WHAT THIS TASK INVOLVES: Output, without alteration, the first line of the entries and each line after it, stopping with the line that contains "spot the neck".

RECORDED DATA:
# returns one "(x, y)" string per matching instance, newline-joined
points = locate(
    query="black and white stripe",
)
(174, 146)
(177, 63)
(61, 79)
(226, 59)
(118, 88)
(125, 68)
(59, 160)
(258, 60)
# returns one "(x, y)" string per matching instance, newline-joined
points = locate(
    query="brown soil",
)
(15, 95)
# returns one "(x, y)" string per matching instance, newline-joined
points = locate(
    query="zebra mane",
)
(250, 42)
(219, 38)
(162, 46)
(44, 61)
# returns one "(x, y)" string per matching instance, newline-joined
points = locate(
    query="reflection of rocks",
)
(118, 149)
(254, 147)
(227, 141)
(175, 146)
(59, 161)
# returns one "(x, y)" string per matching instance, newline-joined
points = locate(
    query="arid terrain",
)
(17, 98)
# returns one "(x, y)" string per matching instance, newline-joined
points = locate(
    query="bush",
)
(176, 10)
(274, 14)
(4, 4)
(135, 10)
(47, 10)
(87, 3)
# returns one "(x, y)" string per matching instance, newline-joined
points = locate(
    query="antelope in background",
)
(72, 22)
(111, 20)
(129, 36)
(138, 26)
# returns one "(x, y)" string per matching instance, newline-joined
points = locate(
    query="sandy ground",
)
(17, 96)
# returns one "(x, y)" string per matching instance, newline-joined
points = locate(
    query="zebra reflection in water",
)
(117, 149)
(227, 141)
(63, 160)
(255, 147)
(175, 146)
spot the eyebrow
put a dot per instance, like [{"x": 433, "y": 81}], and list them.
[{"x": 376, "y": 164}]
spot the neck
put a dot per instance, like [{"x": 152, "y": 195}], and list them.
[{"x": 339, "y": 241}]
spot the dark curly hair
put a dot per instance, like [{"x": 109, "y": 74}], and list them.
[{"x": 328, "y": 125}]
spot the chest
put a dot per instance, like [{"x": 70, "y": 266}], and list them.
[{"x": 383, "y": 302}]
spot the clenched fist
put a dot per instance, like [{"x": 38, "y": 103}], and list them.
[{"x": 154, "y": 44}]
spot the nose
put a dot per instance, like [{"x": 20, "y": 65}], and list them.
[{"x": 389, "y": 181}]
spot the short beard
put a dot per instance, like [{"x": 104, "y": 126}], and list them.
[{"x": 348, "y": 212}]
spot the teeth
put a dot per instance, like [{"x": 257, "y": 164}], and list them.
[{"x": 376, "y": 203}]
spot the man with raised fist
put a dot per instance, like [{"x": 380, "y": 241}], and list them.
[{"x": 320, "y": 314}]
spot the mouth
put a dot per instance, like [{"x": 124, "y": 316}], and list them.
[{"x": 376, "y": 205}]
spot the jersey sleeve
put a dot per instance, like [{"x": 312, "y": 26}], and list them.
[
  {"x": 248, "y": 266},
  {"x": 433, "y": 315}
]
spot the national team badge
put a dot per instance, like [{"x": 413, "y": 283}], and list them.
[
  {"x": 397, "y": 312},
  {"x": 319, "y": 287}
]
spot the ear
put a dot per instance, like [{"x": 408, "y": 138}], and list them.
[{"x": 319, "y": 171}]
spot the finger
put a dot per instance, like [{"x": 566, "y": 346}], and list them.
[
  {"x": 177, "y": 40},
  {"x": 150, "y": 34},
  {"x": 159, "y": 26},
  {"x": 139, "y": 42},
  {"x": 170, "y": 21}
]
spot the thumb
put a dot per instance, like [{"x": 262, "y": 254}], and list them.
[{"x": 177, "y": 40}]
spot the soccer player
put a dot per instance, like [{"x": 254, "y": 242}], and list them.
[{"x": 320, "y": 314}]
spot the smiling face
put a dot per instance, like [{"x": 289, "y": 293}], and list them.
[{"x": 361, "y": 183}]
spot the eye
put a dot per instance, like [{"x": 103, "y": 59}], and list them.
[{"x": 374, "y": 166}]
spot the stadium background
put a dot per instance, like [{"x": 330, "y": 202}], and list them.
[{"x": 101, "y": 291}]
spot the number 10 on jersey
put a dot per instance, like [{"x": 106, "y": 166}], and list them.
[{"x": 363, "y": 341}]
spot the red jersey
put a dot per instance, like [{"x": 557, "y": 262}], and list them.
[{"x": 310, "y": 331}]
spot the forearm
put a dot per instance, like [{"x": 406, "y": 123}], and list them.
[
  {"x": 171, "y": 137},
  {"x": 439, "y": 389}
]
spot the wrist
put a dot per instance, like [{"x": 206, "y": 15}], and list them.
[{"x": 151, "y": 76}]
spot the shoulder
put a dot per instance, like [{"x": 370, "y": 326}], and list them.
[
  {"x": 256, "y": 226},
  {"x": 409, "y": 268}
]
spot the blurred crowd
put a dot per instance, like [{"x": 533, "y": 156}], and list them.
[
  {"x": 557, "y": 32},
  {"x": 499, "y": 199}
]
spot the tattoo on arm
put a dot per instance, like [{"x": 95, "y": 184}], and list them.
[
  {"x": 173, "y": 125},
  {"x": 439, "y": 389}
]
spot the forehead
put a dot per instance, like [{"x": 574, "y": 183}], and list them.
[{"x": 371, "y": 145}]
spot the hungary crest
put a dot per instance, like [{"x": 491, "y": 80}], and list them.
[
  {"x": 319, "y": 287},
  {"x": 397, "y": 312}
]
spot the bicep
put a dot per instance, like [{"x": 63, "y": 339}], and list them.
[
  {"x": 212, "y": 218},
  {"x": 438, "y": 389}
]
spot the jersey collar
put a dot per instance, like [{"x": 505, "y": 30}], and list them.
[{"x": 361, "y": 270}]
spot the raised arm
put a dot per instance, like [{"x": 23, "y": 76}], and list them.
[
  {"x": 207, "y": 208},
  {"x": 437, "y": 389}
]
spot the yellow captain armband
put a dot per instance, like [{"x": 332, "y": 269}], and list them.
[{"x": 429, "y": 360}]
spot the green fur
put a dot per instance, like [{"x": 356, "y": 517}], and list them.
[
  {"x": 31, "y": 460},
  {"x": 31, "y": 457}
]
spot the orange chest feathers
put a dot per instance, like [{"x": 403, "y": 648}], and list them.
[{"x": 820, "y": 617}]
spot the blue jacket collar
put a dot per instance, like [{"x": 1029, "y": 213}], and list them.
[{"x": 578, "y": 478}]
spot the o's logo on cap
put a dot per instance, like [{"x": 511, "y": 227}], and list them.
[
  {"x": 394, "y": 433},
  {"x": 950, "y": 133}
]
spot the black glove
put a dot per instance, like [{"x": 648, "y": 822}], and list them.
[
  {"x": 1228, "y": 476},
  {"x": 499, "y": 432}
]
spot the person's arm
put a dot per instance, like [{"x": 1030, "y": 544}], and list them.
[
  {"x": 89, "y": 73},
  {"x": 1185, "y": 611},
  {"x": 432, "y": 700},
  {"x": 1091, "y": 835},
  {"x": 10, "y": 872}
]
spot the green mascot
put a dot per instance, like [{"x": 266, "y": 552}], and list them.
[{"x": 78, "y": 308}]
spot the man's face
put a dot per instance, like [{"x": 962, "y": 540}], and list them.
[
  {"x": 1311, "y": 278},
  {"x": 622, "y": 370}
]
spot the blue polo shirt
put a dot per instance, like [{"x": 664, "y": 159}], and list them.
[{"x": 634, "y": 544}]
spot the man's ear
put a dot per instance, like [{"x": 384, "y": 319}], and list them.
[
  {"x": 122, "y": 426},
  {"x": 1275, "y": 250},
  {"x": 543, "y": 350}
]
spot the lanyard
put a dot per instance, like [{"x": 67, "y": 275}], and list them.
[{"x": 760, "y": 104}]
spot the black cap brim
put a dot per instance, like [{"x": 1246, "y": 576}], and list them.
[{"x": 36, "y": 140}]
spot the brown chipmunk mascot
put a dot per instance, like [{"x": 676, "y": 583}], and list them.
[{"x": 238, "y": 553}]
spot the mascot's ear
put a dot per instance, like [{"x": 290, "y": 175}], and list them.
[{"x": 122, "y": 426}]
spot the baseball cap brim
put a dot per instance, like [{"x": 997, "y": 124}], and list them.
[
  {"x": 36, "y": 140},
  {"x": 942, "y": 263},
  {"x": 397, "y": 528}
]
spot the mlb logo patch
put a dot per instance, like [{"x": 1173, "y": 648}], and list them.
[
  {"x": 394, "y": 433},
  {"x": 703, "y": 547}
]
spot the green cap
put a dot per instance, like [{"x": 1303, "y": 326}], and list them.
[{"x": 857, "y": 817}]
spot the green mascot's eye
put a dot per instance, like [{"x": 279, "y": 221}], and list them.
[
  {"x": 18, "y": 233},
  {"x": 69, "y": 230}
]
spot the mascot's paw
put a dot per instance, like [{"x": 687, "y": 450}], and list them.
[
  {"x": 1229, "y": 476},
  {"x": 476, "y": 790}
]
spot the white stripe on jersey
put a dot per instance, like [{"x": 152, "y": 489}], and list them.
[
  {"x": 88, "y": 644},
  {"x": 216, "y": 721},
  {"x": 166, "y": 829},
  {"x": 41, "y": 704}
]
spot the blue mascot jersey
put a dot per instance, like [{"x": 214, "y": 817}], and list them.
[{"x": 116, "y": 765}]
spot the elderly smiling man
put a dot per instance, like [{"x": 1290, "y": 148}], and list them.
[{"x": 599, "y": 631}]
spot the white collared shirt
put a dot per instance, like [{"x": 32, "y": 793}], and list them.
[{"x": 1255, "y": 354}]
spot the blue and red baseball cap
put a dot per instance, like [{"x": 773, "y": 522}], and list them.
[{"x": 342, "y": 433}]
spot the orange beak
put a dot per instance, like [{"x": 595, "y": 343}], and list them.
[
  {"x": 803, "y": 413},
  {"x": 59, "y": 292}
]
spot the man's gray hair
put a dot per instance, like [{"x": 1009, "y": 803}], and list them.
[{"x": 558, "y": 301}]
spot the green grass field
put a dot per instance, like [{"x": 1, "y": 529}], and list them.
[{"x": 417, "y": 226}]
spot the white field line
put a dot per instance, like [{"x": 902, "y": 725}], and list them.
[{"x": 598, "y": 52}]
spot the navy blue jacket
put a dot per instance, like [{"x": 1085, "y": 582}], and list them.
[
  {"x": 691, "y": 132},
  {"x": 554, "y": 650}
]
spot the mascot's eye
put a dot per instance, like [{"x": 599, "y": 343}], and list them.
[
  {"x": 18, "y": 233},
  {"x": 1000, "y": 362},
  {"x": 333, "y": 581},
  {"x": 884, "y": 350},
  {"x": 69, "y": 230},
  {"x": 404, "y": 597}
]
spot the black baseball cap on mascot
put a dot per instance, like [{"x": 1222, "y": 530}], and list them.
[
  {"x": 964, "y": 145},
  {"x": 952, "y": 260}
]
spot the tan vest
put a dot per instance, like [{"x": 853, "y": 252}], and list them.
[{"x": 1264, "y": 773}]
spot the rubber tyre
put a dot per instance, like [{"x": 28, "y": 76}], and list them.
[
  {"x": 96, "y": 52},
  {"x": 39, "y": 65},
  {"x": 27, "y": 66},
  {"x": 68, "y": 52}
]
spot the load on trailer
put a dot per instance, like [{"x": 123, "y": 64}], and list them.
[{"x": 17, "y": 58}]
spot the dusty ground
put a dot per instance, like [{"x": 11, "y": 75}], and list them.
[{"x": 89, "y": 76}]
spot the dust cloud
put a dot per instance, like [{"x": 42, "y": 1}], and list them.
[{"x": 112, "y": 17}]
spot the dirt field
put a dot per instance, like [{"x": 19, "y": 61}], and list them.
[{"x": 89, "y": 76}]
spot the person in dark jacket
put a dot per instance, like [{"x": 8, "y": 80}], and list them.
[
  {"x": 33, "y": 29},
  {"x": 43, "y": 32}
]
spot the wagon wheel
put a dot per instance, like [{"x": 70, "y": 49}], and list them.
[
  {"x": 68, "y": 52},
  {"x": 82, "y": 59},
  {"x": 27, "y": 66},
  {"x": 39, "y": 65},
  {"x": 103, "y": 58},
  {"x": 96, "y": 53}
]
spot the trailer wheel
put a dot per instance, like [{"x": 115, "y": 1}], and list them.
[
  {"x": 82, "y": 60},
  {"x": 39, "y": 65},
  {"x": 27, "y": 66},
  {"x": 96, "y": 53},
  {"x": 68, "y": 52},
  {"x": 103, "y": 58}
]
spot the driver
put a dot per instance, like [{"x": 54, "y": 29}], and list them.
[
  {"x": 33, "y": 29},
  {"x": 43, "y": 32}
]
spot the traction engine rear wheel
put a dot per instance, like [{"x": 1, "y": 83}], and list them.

ANSWER:
# returns one "(x, y)" string per matching instance, newline-joined
points = locate(
    query="black and white stripe",
)
(174, 146)
(177, 63)
(61, 79)
(226, 59)
(118, 88)
(125, 68)
(59, 160)
(258, 60)
# returns one "(x, y)" string per matching instance, newline-joined
points = locate(
    query="brown soil",
)
(15, 95)
# returns one "(x, y)" string per matching instance, newline-joined
points = locate(
    query="zebra mane",
)
(250, 42)
(219, 38)
(162, 46)
(44, 61)
# returns one "(x, y)" string per matching instance, newline-joined
points = locate(
    query="reflection of rocks",
)
(118, 149)
(254, 147)
(227, 141)
(175, 146)
(59, 161)
# returns one "(x, y)" string per matching instance, newline-joined
points = locate(
    query="arid terrain",
)
(17, 98)
# returns one "(x, y)" string per matching instance, newline-joined
points = locate(
    query="bush",
)
(176, 10)
(274, 14)
(4, 4)
(135, 10)
(47, 10)
(87, 3)
# returns one "(x, y)" string per matching instance, newline-joined
points = locate(
    query="antelope in background",
)
(72, 22)
(111, 20)
(129, 36)
(138, 26)
# returns one "(x, y)" string per matching instance, newline-joined
points = locate(
    query="sandy ground",
)
(17, 96)
# returns one "(x, y)" string per matching instance, newline-joined
points = locate(
    query="zebra reflection in water",
)
(117, 149)
(227, 141)
(63, 160)
(255, 147)
(175, 146)
spot the eyebrow
put a dot per instance, like [{"x": 433, "y": 81}], and list them.
[{"x": 376, "y": 164}]
spot the neck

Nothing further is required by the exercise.